Exercise objective: What is needed is an exact copy of the line where "Target: beige throw pillow" appears plus every later line in the material.

Records supplied:
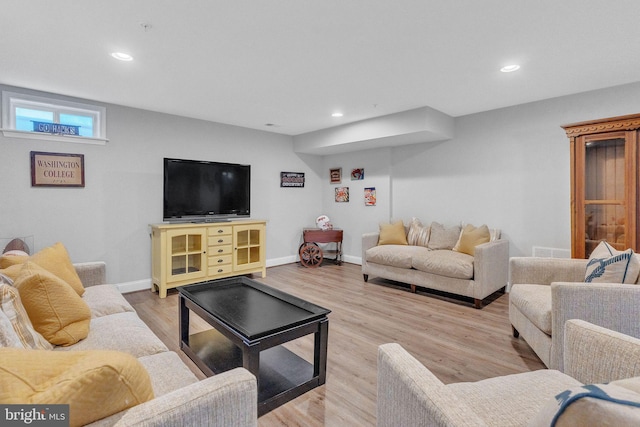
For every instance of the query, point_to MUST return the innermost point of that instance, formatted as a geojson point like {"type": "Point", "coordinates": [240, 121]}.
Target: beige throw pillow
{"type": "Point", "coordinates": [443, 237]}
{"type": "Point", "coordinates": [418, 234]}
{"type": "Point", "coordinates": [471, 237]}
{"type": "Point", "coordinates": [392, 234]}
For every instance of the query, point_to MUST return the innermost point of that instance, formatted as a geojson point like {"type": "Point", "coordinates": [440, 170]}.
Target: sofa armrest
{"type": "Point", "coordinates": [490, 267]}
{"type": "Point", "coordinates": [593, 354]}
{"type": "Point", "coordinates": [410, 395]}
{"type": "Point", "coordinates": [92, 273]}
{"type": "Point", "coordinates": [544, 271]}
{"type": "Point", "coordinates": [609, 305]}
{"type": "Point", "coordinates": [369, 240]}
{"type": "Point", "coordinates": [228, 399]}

Your response:
Target: beige throw pillow
{"type": "Point", "coordinates": [443, 237]}
{"type": "Point", "coordinates": [418, 234]}
{"type": "Point", "coordinates": [471, 237]}
{"type": "Point", "coordinates": [392, 234]}
For every instance of the query, point_to MUST return the innermost point of that instance, formatted as a geojson point like {"type": "Point", "coordinates": [440, 170]}.
Target: sofa armrest
{"type": "Point", "coordinates": [490, 267]}
{"type": "Point", "coordinates": [593, 354]}
{"type": "Point", "coordinates": [410, 395]}
{"type": "Point", "coordinates": [92, 273]}
{"type": "Point", "coordinates": [544, 271]}
{"type": "Point", "coordinates": [609, 305]}
{"type": "Point", "coordinates": [369, 240]}
{"type": "Point", "coordinates": [228, 399]}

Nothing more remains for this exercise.